**Work item**
Copy out every line in the entries below that includes "mane".

[Point-per-instance localization data]
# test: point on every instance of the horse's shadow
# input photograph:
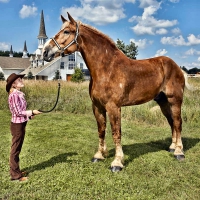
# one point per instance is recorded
(136, 150)
(51, 162)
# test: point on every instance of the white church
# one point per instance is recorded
(40, 69)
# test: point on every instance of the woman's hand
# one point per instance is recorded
(36, 112)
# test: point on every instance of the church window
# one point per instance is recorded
(71, 66)
(72, 57)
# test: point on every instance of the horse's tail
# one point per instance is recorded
(187, 85)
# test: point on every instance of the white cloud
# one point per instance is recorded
(142, 43)
(99, 12)
(146, 3)
(147, 23)
(180, 41)
(192, 52)
(160, 52)
(4, 1)
(28, 11)
(161, 31)
(176, 31)
(192, 65)
(4, 46)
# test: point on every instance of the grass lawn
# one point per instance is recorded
(57, 154)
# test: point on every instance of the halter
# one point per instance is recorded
(73, 41)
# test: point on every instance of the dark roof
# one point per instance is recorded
(42, 33)
(14, 63)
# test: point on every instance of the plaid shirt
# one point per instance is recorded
(17, 105)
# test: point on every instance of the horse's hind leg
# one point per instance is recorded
(100, 115)
(114, 114)
(172, 111)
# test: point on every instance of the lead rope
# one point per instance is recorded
(58, 94)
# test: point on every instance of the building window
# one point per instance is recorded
(71, 66)
(62, 65)
(81, 65)
(72, 57)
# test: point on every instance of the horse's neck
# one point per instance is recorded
(95, 48)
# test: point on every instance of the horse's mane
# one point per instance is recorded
(98, 32)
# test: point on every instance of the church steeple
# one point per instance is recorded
(25, 52)
(25, 48)
(42, 31)
(11, 52)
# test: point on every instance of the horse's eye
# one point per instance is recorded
(66, 32)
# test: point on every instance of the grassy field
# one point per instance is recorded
(59, 146)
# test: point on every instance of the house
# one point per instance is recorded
(9, 65)
(40, 69)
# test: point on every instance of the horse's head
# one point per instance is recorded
(64, 42)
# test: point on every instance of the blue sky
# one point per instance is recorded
(158, 27)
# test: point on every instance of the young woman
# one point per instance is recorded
(20, 116)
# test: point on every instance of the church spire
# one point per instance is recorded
(25, 52)
(25, 48)
(42, 37)
(42, 31)
(11, 52)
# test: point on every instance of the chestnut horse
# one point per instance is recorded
(118, 81)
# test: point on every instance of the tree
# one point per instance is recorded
(30, 75)
(57, 75)
(78, 76)
(2, 78)
(130, 50)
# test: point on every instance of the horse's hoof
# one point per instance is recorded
(179, 157)
(171, 150)
(96, 160)
(116, 169)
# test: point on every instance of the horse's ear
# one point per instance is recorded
(63, 19)
(71, 19)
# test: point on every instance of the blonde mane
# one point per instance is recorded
(97, 32)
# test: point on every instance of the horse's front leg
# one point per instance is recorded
(100, 115)
(114, 114)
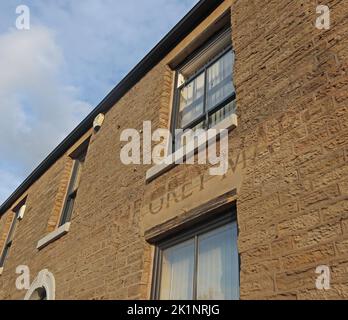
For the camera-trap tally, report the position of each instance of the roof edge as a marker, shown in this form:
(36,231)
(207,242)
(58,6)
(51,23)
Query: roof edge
(195,16)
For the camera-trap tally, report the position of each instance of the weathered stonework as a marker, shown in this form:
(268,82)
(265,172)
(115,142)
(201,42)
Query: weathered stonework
(288,171)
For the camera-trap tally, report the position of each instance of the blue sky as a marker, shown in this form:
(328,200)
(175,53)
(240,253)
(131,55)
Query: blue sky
(54,74)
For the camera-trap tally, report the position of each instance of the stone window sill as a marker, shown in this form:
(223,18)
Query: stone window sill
(229,123)
(53,236)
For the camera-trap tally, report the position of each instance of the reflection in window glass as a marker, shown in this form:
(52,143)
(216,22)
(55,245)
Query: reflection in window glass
(204,268)
(177,272)
(192,101)
(218,265)
(220,83)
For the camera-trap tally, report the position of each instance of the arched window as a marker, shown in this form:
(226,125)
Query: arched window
(43,287)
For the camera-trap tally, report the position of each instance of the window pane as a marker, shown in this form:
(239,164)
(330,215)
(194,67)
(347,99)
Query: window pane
(177,272)
(220,83)
(222,114)
(192,101)
(218,265)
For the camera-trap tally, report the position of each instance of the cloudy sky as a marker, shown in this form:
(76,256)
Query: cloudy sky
(53,75)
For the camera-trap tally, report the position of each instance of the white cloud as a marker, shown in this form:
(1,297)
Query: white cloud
(37,109)
(8,183)
(49,80)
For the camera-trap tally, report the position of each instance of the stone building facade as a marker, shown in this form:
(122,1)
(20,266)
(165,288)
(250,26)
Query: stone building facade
(286,188)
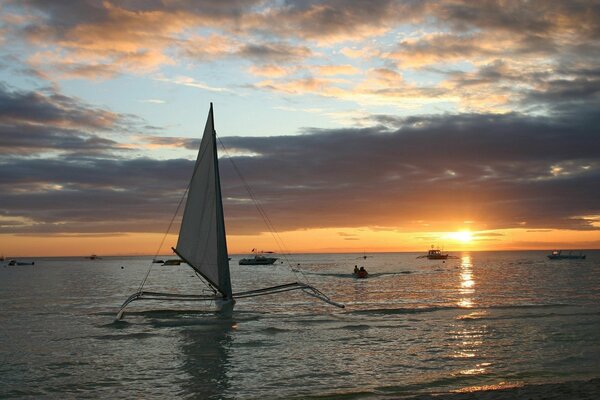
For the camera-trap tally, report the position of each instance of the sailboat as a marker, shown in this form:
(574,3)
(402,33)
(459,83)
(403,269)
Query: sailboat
(202,243)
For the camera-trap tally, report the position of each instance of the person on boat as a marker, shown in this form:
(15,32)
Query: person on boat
(362,273)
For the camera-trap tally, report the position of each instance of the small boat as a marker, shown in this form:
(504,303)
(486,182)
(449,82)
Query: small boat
(202,242)
(15,262)
(435,254)
(258,259)
(361,273)
(564,255)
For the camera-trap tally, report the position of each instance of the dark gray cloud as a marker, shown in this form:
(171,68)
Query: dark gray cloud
(499,171)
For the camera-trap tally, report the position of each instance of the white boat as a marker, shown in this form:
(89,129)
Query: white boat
(202,241)
(566,255)
(258,259)
(435,254)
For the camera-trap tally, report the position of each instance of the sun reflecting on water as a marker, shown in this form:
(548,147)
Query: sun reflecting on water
(467,282)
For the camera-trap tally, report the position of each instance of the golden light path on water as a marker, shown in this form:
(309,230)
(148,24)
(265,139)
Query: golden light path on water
(470,340)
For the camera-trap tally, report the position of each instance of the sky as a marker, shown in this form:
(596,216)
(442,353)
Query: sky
(359,126)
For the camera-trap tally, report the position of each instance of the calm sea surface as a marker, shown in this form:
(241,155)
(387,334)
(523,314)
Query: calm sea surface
(415,326)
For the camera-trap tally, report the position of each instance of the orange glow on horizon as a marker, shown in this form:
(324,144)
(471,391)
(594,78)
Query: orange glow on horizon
(326,240)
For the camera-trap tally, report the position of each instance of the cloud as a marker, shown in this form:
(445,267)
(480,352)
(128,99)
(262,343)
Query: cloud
(32,123)
(427,171)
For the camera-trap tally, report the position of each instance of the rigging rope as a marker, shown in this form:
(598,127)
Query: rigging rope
(276,237)
(162,242)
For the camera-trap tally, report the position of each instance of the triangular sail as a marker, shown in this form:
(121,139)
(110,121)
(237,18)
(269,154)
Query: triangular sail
(202,242)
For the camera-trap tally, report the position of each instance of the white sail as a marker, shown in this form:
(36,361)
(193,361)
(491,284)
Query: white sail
(202,242)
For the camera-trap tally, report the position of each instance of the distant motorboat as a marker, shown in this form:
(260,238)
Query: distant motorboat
(360,273)
(15,262)
(566,255)
(258,259)
(435,254)
(172,262)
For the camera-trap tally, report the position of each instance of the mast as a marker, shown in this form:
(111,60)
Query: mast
(202,243)
(222,257)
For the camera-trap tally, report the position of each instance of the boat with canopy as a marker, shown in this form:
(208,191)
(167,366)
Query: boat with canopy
(202,242)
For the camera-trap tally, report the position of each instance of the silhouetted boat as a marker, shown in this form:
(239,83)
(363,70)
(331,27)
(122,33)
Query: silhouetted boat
(15,262)
(259,259)
(566,255)
(435,254)
(202,241)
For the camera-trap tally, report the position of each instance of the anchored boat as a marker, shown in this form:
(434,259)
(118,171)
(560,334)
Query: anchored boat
(566,255)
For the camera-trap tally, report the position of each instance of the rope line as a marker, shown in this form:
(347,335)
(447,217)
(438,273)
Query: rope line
(270,226)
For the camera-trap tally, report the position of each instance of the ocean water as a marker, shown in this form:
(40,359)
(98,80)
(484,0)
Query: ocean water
(415,326)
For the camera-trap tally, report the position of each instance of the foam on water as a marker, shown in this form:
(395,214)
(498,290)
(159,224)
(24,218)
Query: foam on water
(414,326)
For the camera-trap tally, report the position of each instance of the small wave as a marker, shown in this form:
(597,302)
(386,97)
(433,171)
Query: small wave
(139,335)
(358,327)
(273,330)
(393,311)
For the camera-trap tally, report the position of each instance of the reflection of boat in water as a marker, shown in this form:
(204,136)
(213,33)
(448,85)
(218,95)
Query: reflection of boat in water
(259,259)
(202,241)
(435,254)
(566,255)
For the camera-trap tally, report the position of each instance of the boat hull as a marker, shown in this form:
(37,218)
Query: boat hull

**Reply to the task**
# test: point on every instance of the horse's mane
# test: point on every instance of the blonde mane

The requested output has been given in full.